START Data extracts

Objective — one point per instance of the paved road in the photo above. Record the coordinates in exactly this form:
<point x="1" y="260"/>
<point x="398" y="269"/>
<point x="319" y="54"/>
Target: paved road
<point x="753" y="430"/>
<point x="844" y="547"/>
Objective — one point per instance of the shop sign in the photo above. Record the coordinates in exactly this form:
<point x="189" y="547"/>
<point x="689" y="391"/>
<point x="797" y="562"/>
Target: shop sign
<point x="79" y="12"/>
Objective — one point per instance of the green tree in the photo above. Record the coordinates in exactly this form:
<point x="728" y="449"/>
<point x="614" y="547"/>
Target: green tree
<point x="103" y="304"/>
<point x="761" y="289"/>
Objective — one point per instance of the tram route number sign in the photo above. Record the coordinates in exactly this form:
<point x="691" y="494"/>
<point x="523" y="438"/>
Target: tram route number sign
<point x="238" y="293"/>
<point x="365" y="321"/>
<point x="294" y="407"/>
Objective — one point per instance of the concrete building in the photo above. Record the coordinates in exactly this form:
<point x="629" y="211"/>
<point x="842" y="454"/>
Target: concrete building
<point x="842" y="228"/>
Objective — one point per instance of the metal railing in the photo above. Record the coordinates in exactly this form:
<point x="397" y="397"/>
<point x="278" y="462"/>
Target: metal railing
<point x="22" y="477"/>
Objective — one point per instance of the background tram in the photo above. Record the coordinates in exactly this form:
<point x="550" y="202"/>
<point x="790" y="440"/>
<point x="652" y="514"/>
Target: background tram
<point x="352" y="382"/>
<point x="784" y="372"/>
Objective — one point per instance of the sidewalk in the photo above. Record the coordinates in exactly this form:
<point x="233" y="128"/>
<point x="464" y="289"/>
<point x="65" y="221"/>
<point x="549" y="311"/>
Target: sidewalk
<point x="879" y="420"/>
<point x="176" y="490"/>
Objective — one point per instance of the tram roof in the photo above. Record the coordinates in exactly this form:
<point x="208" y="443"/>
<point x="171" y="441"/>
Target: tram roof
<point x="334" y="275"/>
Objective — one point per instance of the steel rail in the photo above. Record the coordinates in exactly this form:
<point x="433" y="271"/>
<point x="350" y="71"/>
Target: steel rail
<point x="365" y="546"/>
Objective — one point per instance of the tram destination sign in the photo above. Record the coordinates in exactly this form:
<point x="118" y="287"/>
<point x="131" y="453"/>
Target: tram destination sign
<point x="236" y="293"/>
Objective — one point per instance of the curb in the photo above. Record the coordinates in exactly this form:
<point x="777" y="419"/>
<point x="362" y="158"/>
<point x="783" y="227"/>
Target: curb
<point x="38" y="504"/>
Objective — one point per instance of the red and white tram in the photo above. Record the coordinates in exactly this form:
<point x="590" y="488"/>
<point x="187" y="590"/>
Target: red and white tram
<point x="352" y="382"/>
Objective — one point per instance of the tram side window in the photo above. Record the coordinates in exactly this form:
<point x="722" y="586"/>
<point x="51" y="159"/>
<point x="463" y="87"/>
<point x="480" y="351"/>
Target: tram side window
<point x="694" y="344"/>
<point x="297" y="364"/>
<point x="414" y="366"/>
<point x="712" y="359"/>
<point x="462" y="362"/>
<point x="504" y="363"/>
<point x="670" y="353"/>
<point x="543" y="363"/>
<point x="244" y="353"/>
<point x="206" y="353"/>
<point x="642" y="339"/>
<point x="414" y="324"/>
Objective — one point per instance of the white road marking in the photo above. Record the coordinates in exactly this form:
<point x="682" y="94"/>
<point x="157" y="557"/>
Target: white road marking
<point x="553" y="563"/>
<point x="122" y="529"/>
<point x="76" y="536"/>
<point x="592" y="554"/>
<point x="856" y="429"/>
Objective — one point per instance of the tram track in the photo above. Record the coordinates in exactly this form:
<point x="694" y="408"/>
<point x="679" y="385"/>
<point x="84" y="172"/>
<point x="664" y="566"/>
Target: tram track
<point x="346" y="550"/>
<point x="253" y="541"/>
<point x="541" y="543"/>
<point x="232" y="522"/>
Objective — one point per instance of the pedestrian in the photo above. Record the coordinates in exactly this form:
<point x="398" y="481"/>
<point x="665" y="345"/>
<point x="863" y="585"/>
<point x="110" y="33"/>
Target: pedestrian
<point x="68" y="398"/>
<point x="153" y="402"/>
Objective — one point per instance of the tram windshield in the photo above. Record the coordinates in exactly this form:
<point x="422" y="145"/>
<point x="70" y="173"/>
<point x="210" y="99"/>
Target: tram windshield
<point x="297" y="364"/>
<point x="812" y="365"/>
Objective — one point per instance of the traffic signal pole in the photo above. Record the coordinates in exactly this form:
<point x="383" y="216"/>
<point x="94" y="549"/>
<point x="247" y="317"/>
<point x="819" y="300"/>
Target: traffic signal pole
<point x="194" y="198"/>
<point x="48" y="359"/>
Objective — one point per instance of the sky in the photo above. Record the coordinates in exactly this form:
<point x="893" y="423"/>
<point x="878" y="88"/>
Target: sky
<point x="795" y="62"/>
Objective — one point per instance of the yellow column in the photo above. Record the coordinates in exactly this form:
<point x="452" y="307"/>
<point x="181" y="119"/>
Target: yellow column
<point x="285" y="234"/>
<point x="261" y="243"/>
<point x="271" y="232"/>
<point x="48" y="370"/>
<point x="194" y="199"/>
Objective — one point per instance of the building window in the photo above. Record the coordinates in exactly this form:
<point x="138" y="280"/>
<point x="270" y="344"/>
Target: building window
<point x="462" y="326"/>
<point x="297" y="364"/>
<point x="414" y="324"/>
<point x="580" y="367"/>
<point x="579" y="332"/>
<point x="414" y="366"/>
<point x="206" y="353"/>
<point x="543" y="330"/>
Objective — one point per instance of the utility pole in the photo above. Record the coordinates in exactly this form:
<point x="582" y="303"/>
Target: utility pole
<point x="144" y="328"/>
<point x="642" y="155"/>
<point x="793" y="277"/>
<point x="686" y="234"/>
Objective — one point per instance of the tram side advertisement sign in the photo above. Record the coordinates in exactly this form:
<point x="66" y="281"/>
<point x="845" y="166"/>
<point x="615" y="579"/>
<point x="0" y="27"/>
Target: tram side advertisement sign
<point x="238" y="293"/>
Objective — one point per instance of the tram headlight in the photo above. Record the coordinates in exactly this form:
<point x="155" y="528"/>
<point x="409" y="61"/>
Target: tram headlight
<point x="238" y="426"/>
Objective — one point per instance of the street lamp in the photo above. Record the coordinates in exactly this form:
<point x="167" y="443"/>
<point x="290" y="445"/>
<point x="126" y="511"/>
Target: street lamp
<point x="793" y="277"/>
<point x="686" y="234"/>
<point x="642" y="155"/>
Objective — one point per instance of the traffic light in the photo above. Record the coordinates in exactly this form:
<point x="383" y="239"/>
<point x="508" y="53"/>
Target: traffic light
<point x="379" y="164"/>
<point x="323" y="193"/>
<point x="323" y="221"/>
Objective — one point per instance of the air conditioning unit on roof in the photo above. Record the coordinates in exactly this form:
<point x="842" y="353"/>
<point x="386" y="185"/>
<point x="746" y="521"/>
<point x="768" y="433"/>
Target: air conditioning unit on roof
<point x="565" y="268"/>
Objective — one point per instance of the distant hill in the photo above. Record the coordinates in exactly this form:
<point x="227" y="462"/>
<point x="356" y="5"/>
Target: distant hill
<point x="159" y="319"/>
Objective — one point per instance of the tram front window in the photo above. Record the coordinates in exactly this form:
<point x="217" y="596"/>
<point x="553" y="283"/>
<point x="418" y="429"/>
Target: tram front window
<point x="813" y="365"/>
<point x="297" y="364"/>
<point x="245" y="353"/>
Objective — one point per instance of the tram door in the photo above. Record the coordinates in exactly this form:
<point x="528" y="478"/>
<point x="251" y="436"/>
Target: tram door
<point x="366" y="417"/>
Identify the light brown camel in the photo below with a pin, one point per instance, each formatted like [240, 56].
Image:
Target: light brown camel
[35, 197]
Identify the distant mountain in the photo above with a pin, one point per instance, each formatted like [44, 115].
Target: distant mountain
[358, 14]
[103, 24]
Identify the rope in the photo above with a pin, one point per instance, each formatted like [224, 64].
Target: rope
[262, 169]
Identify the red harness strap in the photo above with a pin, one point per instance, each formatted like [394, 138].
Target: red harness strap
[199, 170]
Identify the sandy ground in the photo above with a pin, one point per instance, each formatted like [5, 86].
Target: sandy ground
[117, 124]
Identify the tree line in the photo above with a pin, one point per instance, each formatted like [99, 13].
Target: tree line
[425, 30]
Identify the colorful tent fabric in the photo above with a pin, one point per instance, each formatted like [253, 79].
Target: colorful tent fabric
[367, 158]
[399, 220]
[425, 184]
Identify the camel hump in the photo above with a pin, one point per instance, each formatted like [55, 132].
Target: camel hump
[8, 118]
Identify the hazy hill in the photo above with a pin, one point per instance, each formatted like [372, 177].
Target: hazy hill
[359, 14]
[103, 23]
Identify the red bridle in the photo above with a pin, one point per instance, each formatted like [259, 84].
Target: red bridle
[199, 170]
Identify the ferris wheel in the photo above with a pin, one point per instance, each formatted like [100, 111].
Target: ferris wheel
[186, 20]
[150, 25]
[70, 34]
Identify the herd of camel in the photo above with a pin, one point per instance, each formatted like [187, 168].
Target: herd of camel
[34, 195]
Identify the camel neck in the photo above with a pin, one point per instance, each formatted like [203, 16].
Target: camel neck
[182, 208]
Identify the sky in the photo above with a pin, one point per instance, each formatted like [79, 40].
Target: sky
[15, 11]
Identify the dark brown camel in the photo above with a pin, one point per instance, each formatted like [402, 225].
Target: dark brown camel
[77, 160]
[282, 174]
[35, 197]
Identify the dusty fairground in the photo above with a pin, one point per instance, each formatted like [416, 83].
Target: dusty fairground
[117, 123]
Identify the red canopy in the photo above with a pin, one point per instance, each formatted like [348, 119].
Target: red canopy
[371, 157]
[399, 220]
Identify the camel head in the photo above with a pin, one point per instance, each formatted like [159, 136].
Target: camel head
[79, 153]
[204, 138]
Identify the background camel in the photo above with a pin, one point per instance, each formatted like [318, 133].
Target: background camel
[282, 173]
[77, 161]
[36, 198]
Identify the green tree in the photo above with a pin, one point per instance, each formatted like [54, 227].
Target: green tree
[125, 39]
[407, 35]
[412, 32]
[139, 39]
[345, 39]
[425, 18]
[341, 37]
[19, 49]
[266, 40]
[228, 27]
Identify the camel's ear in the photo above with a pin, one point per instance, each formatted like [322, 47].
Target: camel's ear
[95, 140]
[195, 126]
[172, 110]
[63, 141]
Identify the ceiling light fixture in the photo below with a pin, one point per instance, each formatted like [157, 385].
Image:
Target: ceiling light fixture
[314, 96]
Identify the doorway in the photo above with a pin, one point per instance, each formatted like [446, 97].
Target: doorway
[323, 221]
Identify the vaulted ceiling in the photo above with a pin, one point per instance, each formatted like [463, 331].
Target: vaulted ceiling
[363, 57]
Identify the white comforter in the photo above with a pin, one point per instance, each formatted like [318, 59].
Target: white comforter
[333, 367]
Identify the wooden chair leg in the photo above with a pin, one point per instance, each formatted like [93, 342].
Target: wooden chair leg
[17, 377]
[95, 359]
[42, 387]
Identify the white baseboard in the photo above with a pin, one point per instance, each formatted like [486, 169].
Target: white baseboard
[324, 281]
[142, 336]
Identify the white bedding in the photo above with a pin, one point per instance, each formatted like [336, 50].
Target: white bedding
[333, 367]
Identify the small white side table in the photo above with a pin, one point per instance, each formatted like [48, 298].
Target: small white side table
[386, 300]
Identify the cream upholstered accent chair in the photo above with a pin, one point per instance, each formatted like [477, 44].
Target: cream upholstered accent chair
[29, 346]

END Data extracts

### What this task involves
For each line above that includes "below", copy the line.

### Exercise answer
Identify the light brown camel in the photo below with a pin, one point per instance, each formatted like [240, 56].
Identify the ceiling light fixture in the photo below with a pin, one point per instance, each formatted like [157, 385].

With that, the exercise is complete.